* Set of tasks *
- 1) Copy the part of the Siemens earnings article that begins at the words "Net profit at" and ends after "factory automation arm.".
- 2) Proceed with the Siemens earnings article, starting right after its last sentence.

Falling demand for gas turbines weighed on Siemens's quarterly earnings Thursday, but the German conglomerate stuck to its confident outlook as it unveiled a major revamp to make its industrial divisions more profitable.

Siemens eyes major revamp as energy woes sap profit
Photo: DPA

Net profit at the sprawling group plunged 14 percent to 1.2 billion euros ($1.4 billion) in the third quarter of its financial year, compared with the same period a year earlier.

Revenue at Siemens — which also builds trains, industrial robots and medical scanners — fell four percent to 20.5 billion euros, slightly below analysts' expectations.

Siemens blamed “a sharp decrease in profit” at its ailing power and gas unit, as well as overall “negative currency effects” and higher taxes for the slump.

Quarterly income was driven by the group's digital services, led by a spike in profits at its factory automation arm.

The group also highlighted a 16-percent increase in overall orders, boosted by demand for big-ticket items like trains and wind turbines, while orders in its Healthineers medical devices business were flat.

“Our global team delivered a strong quarter, highlighted by outstanding order intake,” chief executive Joe Kaeser said in a statement.

* Available data *
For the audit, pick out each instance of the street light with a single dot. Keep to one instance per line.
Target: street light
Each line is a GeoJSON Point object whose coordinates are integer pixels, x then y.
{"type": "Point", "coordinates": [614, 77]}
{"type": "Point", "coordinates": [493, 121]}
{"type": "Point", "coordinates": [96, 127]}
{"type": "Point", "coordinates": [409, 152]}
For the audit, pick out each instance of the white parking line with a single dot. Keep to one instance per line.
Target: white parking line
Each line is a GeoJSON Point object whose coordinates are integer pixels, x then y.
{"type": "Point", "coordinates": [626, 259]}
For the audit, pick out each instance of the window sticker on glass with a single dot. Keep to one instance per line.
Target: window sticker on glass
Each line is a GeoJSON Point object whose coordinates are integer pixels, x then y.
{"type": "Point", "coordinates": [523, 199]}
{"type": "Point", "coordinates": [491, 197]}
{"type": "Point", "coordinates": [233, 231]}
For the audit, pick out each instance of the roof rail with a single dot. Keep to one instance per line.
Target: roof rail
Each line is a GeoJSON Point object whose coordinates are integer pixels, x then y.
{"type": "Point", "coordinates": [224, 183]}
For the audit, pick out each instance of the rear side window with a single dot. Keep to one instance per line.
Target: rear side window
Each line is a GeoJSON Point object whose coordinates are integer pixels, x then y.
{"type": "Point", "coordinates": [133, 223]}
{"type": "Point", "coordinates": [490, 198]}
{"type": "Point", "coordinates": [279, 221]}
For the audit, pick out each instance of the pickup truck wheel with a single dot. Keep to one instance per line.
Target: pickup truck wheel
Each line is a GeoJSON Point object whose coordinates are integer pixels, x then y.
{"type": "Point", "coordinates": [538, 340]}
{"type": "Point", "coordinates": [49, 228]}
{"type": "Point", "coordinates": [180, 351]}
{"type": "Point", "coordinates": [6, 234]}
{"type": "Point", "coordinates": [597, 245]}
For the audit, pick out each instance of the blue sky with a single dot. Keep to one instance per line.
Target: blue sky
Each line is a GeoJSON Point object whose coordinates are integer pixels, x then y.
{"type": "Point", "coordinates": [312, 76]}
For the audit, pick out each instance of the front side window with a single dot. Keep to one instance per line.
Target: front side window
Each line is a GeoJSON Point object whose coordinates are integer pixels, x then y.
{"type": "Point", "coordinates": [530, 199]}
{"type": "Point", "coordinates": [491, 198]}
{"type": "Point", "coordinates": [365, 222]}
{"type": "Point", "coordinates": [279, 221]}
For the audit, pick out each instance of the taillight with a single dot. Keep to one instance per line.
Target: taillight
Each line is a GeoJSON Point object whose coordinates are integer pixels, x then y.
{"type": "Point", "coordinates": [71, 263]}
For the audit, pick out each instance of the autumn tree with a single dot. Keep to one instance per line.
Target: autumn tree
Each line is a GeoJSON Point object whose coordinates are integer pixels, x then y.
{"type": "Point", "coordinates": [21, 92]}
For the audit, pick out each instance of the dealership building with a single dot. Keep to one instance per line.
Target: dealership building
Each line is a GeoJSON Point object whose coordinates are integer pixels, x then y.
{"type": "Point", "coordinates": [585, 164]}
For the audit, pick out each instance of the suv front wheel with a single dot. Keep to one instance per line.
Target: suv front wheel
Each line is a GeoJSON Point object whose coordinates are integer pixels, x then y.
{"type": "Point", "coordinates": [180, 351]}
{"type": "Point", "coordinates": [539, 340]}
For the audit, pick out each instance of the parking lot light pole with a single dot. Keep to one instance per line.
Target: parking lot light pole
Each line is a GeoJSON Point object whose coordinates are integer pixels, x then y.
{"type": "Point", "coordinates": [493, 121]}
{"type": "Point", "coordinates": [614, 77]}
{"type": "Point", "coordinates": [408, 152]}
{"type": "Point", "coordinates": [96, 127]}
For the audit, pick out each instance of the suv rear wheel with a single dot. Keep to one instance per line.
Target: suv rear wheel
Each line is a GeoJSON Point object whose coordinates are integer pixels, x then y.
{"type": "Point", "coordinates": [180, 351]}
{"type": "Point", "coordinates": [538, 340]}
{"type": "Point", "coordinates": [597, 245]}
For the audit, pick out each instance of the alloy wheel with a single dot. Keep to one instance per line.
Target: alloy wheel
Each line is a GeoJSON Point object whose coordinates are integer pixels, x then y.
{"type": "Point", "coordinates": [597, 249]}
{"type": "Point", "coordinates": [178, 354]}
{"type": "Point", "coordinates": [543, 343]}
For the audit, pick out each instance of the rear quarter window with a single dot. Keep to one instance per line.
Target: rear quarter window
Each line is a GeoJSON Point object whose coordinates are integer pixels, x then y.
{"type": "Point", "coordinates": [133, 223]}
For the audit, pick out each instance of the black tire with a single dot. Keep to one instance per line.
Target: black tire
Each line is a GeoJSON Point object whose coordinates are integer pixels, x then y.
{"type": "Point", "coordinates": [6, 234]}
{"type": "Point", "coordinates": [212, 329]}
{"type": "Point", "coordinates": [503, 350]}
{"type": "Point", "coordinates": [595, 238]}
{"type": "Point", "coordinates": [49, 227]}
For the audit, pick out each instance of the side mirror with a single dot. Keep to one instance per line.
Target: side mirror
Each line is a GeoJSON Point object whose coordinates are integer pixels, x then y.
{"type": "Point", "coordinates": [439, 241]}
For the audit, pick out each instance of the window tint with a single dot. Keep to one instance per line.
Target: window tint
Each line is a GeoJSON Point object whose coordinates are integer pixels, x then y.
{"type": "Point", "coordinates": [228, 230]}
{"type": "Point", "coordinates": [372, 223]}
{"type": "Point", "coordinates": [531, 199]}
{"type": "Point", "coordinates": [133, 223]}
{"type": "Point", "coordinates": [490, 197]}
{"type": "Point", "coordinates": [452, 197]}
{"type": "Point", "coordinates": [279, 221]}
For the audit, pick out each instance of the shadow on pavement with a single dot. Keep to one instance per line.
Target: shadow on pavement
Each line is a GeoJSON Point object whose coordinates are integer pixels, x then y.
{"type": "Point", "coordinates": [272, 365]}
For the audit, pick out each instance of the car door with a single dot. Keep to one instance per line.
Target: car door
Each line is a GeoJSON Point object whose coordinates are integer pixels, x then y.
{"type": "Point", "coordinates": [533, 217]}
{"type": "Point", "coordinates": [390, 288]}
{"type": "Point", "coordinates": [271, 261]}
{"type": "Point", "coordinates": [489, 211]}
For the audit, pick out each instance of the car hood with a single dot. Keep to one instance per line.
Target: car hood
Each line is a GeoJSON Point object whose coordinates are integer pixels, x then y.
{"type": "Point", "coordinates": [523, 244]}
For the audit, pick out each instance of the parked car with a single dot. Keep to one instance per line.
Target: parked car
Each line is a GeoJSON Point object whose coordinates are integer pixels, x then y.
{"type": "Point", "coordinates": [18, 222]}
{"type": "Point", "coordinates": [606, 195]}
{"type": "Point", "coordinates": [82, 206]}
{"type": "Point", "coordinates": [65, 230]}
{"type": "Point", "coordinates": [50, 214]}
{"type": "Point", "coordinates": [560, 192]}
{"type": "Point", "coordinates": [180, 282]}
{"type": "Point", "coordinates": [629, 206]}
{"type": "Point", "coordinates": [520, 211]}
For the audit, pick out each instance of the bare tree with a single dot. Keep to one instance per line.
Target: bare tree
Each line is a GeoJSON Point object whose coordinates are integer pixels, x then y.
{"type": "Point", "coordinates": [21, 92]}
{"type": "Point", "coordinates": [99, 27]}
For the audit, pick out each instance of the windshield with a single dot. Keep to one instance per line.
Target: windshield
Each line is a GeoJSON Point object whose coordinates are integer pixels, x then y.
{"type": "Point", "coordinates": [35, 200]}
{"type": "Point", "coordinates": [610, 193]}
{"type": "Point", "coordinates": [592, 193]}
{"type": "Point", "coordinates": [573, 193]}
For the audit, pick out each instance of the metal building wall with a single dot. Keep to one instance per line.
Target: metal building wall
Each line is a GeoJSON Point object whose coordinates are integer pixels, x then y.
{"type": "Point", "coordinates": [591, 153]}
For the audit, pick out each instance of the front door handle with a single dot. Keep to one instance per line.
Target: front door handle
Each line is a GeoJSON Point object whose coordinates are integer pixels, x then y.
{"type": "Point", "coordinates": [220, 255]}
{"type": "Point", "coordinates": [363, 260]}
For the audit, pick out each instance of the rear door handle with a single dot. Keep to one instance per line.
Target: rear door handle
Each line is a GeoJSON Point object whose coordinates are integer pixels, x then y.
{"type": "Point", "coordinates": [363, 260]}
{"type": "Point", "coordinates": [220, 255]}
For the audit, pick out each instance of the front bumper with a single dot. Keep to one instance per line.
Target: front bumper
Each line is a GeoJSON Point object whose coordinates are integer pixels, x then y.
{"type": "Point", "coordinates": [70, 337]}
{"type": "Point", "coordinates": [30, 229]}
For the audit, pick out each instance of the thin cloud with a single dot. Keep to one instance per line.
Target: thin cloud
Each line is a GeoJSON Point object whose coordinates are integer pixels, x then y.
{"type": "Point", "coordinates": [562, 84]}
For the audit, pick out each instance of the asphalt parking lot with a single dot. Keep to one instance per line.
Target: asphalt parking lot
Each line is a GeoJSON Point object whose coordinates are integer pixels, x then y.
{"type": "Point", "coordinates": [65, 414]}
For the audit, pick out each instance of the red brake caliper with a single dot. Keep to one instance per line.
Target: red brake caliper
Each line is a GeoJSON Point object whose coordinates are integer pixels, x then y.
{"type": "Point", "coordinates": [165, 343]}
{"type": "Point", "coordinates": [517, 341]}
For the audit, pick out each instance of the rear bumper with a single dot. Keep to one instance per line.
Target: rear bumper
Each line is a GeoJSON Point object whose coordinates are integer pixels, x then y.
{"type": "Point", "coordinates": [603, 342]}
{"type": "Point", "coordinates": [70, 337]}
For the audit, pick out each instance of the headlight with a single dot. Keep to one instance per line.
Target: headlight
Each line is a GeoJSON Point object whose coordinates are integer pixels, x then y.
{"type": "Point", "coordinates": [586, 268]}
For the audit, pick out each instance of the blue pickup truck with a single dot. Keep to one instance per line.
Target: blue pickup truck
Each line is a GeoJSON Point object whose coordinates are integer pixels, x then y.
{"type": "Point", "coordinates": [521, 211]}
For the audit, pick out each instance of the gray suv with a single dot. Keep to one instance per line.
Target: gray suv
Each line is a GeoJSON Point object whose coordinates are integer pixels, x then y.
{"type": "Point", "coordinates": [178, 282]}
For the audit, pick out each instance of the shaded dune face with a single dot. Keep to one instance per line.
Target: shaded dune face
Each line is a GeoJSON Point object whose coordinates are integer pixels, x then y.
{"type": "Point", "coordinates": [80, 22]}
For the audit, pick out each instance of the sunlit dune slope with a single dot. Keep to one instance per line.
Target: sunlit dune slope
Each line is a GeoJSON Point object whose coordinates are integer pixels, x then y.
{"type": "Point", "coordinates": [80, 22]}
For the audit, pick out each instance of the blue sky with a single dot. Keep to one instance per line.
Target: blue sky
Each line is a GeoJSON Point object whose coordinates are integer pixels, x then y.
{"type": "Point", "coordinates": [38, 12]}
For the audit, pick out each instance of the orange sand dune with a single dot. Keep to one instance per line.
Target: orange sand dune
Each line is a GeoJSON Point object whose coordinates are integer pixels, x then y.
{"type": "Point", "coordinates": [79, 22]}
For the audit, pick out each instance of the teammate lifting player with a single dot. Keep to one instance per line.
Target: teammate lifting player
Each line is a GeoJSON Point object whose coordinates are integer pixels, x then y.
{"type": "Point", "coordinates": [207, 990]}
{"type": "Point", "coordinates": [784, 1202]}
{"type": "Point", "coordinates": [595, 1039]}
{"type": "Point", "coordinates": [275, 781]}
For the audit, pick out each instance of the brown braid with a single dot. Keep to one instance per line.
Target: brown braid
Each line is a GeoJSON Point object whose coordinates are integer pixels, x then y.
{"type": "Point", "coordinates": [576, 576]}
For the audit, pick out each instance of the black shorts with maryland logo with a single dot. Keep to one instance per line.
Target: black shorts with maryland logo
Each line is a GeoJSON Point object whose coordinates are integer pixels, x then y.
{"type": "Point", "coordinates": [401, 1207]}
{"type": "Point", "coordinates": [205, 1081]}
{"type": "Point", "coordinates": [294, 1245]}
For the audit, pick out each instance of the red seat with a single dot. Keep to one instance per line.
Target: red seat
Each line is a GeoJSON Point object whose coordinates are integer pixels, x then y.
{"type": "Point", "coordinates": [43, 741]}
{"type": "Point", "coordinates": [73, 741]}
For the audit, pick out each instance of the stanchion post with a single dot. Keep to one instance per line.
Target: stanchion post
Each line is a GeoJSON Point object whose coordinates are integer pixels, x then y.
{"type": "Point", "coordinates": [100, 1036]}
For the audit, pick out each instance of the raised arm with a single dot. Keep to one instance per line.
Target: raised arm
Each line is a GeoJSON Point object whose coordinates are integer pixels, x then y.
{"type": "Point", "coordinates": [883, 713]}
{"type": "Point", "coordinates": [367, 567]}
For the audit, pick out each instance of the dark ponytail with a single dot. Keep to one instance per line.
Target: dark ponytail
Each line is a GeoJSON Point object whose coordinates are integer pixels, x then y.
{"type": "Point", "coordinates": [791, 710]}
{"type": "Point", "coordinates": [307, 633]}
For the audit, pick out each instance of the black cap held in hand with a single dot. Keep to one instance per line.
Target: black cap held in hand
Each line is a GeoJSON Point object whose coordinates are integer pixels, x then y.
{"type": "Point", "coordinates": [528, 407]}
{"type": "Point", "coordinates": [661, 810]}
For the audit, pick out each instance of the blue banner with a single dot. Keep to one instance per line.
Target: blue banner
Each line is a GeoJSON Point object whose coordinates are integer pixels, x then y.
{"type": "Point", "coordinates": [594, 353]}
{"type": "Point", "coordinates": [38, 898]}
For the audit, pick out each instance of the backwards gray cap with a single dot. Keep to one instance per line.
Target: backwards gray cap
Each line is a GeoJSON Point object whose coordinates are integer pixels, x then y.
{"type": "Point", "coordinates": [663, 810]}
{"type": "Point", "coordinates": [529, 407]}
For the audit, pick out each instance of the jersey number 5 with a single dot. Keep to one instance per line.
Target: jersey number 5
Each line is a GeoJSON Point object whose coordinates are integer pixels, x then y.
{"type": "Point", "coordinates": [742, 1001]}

* Results in order *
- 1)
Net profit at the sprawling group plunged 14 percent to 1.2 billion euros ($1.4 billion) in the third quarter of its financial year, compared with the same period a year earlier.

Revenue at Siemens — which also builds trains, industrial robots and medical scanners — fell four percent to 20.5 billion euros, slightly below analysts' expectations.

Siemens blamed “a sharp decrease in profit” at its ailing power and gas unit, as well as overall “negative currency effects” and higher taxes for the slump.

Quarterly income was driven by the group's digital services, led by a spike in profits at its factory automation arm.

- 2)
“We diligently address our opportunities and challenges going forward,” he added.

Siemens said it would embark on a major restructuring in October, trimming its industrial units from five to three to make them more independent and better able to respond quickly to market demands.

The overhaul has been spurred by troubles in Siemens' power and gas unit, which has long been grappling with “structurally” lower demand as energy trends shift towards renewables.

Some 7,000 jobs are set to be slashed at the division.

As part of its new “Vision 2020+” revamp, announced in a statement late Wednesday, Siemens said it would strengthen its digital offerings, focussing on the internet of things, industrial automation and electric mobility.

Looking ahead to the remainder of its financial year, Siemens confirmed it expects “modest growth” in revenue, adjusted for currency and portfolio effects.

The sweeping changes planned at Siemens come as conglomerates around the world are offloading units and reshaping unwieldy businesses in a bid to keep pace with fast-changing industry landscapes.

“Today we are a single tanker. We must become a coordinated and efficient fleet of ships,” Kaeser told German media last year.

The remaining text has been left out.